§ **Activity**
Below are some records. Repeat exactly the lines from the one containing "Could you point out the low mist" through the final line.

──────── Data ────────

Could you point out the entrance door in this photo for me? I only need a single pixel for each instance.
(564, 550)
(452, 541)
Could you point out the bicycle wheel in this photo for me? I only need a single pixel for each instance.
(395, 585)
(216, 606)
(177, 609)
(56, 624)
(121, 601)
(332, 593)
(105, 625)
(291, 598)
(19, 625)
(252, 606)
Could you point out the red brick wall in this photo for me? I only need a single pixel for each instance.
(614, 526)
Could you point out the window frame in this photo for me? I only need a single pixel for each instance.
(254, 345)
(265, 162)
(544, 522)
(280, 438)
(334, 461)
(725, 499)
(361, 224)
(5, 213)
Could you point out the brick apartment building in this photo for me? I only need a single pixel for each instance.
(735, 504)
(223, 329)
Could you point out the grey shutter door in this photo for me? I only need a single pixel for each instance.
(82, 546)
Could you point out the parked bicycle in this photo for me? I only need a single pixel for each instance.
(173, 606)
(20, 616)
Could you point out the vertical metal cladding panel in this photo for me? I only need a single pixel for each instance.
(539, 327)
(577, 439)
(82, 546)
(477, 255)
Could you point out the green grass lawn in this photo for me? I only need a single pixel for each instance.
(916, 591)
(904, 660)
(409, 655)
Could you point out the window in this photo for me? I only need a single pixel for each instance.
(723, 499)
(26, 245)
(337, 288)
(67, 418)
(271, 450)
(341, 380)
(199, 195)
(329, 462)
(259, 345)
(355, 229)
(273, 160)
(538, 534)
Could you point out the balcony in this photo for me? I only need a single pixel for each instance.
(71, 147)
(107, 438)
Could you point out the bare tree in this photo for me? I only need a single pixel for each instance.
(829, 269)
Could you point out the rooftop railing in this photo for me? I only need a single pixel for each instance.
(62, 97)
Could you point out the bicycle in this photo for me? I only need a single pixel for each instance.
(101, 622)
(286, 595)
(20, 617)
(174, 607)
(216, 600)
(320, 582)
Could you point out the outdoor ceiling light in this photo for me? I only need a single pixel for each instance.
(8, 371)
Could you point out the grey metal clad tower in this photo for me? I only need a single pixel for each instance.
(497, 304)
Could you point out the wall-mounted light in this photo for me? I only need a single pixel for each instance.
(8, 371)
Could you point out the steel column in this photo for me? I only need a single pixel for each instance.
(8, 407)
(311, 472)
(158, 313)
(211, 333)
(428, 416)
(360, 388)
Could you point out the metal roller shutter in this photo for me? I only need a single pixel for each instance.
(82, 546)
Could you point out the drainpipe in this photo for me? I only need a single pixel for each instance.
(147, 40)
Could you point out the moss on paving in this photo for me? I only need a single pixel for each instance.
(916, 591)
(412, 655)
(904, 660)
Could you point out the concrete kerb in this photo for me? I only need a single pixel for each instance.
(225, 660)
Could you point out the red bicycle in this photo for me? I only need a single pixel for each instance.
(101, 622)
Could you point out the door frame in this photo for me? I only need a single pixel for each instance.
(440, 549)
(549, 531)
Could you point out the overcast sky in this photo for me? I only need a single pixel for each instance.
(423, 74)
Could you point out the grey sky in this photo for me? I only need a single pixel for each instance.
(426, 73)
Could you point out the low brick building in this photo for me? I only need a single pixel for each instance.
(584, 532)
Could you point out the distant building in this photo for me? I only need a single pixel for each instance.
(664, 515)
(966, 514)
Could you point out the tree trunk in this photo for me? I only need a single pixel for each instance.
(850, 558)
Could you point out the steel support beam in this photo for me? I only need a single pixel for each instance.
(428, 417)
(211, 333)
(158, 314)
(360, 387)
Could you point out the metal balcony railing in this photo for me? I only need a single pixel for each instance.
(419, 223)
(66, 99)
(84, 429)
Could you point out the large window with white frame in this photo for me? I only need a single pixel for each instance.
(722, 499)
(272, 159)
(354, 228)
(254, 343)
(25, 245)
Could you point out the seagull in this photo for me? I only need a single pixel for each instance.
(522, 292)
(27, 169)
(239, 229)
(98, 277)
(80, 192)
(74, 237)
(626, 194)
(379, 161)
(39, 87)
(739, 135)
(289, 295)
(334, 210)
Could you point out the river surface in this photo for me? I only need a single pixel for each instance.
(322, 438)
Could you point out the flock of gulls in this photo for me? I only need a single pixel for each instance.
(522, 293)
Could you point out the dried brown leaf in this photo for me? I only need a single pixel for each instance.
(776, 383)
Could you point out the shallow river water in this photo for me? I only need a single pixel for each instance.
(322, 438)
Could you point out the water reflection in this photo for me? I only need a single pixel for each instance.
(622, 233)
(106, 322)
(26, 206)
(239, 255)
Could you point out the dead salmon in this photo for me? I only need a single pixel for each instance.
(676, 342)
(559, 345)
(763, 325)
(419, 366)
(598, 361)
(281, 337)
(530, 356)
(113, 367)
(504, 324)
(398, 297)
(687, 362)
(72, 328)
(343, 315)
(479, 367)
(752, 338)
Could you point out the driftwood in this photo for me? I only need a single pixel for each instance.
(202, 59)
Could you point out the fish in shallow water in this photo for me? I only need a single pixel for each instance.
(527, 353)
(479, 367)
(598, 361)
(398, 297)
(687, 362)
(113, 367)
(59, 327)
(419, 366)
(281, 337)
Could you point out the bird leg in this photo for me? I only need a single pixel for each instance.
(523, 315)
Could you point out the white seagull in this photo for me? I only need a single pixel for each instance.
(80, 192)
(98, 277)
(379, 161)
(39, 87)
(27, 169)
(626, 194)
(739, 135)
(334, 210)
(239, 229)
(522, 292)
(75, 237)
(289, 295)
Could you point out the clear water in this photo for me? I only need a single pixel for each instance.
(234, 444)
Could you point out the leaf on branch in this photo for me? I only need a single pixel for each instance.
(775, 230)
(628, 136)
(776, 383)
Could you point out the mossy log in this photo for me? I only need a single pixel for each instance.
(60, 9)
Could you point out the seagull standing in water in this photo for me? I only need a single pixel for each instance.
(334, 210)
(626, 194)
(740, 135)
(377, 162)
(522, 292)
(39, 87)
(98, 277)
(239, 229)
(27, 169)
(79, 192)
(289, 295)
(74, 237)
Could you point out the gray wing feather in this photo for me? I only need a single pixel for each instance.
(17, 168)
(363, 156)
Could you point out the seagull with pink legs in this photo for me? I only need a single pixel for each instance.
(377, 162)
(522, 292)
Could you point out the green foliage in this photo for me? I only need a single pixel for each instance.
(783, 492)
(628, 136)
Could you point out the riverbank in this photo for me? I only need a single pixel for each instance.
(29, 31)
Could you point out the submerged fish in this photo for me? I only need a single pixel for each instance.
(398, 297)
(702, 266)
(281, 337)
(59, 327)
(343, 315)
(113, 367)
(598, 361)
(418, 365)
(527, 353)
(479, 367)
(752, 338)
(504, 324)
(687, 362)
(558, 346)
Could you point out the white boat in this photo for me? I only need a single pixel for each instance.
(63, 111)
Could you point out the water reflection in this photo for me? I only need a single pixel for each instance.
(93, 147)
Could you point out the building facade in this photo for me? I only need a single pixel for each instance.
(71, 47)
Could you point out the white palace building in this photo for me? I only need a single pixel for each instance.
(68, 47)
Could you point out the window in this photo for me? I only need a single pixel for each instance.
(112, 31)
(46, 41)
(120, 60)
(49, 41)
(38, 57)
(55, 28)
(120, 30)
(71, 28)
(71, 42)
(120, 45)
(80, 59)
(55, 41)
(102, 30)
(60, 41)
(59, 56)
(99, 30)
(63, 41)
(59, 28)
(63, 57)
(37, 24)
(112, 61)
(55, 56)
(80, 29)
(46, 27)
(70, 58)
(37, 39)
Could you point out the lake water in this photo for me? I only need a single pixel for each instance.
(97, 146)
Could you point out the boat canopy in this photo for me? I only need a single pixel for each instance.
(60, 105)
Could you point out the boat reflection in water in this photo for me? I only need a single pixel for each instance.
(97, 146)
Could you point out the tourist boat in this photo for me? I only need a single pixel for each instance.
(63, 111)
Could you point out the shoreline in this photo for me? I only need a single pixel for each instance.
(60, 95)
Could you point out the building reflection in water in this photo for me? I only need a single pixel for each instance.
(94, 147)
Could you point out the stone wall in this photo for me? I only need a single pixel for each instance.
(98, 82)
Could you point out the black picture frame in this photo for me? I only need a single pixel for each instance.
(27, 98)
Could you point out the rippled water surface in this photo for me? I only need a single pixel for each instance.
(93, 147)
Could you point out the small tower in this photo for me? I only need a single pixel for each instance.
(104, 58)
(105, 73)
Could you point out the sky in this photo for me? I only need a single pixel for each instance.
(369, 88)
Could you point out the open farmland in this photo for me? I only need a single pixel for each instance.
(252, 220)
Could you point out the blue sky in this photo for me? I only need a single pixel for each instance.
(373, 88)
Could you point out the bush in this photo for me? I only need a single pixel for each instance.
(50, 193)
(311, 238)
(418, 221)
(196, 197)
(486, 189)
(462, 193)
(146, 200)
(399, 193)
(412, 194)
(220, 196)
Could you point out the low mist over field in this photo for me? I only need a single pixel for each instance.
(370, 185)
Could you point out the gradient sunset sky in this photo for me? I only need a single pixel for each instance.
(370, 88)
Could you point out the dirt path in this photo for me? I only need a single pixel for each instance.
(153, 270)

────────

§ **Response area**
Could you point out the low mist over field in this photo for me? I only need a single pixel for each instance.
(370, 185)
Could you point out the gradient sunset sky in this photo for me? I only need a single pixel for each instance.
(370, 88)
Could you point out the dirt path in this photo for me? I only need a single pixel for each instance.
(153, 270)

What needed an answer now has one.